[Rows from a dataset]
━━━━━━━━
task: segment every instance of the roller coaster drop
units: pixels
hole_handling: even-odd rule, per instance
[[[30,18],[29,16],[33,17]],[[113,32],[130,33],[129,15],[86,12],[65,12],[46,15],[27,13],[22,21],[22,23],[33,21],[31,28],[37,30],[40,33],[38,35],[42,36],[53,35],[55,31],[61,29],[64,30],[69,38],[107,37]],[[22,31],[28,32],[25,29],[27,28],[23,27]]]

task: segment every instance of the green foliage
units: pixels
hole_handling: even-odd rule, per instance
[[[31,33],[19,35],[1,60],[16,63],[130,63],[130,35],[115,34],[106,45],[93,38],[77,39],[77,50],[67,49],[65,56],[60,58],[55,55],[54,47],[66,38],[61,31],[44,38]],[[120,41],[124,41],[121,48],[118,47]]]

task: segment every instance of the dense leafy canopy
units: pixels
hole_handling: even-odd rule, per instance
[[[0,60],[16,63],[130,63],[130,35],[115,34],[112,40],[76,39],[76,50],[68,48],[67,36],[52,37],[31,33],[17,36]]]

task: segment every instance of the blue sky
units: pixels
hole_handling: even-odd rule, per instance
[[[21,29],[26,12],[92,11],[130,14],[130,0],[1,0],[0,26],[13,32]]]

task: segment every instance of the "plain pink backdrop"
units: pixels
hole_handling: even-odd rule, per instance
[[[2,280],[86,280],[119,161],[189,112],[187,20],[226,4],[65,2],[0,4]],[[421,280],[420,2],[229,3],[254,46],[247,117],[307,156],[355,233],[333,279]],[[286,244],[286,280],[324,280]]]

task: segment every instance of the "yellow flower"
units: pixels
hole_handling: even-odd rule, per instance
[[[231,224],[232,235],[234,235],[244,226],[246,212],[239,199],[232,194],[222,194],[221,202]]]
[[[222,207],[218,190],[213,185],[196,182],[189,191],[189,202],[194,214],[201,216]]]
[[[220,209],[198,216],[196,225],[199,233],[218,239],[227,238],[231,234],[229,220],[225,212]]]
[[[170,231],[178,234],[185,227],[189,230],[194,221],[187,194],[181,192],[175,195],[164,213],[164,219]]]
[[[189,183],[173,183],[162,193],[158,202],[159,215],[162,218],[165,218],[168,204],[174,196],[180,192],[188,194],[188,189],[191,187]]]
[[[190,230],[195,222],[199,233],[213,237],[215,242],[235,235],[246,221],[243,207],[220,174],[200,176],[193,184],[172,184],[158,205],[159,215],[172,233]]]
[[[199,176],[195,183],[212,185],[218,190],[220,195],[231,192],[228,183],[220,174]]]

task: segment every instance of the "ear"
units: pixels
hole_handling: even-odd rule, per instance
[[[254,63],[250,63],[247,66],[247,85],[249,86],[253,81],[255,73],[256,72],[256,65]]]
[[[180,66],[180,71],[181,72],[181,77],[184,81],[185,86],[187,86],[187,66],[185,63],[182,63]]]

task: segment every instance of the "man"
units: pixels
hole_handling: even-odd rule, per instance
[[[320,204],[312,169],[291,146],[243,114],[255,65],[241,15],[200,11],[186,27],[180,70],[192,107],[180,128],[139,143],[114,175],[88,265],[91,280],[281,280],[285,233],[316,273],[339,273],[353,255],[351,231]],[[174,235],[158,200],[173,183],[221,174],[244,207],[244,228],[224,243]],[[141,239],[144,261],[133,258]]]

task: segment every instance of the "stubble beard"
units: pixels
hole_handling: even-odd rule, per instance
━━━━━━━━
Every entry above needs to be quoted exactly.

task: segment every instance of the roller coaster drop
units: pixels
hole_handling: even-odd rule, per instance
[[[30,18],[29,16],[33,17]],[[113,32],[130,33],[129,15],[86,12],[65,12],[46,15],[27,13],[22,21],[22,23],[33,21],[31,28],[37,30],[40,33],[38,35],[42,36],[53,35],[55,31],[61,29],[64,30],[69,38],[107,37]],[[22,31],[28,32],[25,29],[27,28],[23,27]]]

task: segment every instance of the green foliage
units: pixels
hole_handling: even-odd rule, per instance
[[[31,33],[19,35],[1,60],[16,63],[130,63],[130,35],[115,34],[106,45],[93,38],[77,39],[77,50],[67,49],[65,56],[60,58],[55,55],[54,47],[66,38],[61,31],[44,38]],[[120,41],[124,41],[121,48],[118,47]]]

task: segment every instance of the dense leafy canopy
units: pixels
hole_handling: even-odd rule, per instance
[[[0,60],[16,63],[130,63],[130,35],[115,34],[112,40],[76,39],[76,50],[68,48],[67,36],[52,37],[31,33],[17,36]]]

task: segment every instance of the blue sky
units: pixels
hole_handling: even-odd rule, per instance
[[[21,29],[26,12],[92,11],[130,14],[130,0],[1,0],[0,26],[13,32]]]

task: segment every instance of the "plain pink backdrop"
units: pixels
hole_handling: even-odd rule, per instance
[[[2,280],[86,280],[119,161],[189,112],[187,20],[226,4],[65,2],[0,4]],[[421,280],[420,2],[229,3],[254,46],[247,117],[307,156],[355,233],[333,279]],[[286,244],[286,280],[324,280]]]

task: segment every instance of the "yellow flower"
units: pixels
hole_handling: even-odd rule, per instance
[[[231,224],[232,235],[234,235],[244,226],[246,212],[239,199],[232,194],[222,194],[221,202]]]
[[[222,207],[218,190],[213,185],[196,182],[189,191],[189,202],[194,214],[201,216]]]
[[[220,209],[198,216],[196,225],[199,233],[218,239],[227,238],[231,234],[229,220],[225,212]]]
[[[170,231],[178,234],[185,227],[189,230],[194,221],[187,194],[181,192],[175,195],[164,213],[164,219]]]
[[[189,183],[173,183],[162,193],[158,202],[159,215],[162,218],[165,218],[168,204],[174,196],[180,192],[188,194],[188,189],[191,187]]]
[[[190,230],[195,222],[199,233],[213,237],[215,242],[235,235],[246,221],[243,207],[220,174],[200,176],[193,184],[172,184],[158,205],[159,215],[172,233]]]
[[[199,176],[195,183],[212,185],[218,190],[220,195],[231,192],[228,183],[220,174]]]

task: segment every instance of the "ear"
units: pixels
hole_handling: even-odd rule, per instance
[[[254,63],[250,63],[247,66],[247,85],[249,86],[253,81],[255,73],[256,72],[256,65]]]
[[[180,66],[180,71],[181,72],[181,77],[184,81],[185,86],[187,86],[187,66],[185,63],[182,63]]]

task: segment every instance of the "man"
units: pixels
hole_handling: even-odd rule, per instance
[[[320,204],[312,169],[291,146],[243,114],[255,65],[241,15],[200,11],[186,27],[180,70],[192,107],[180,128],[139,143],[114,175],[88,265],[91,280],[281,280],[285,233],[316,273],[339,273],[353,255],[351,231]],[[174,235],[158,200],[173,183],[221,174],[244,207],[244,228],[224,243]],[[141,239],[144,261],[133,258]]]

task: segment every instance of the "stubble beard"
units: pixels
hole_handling: even-odd rule, per instance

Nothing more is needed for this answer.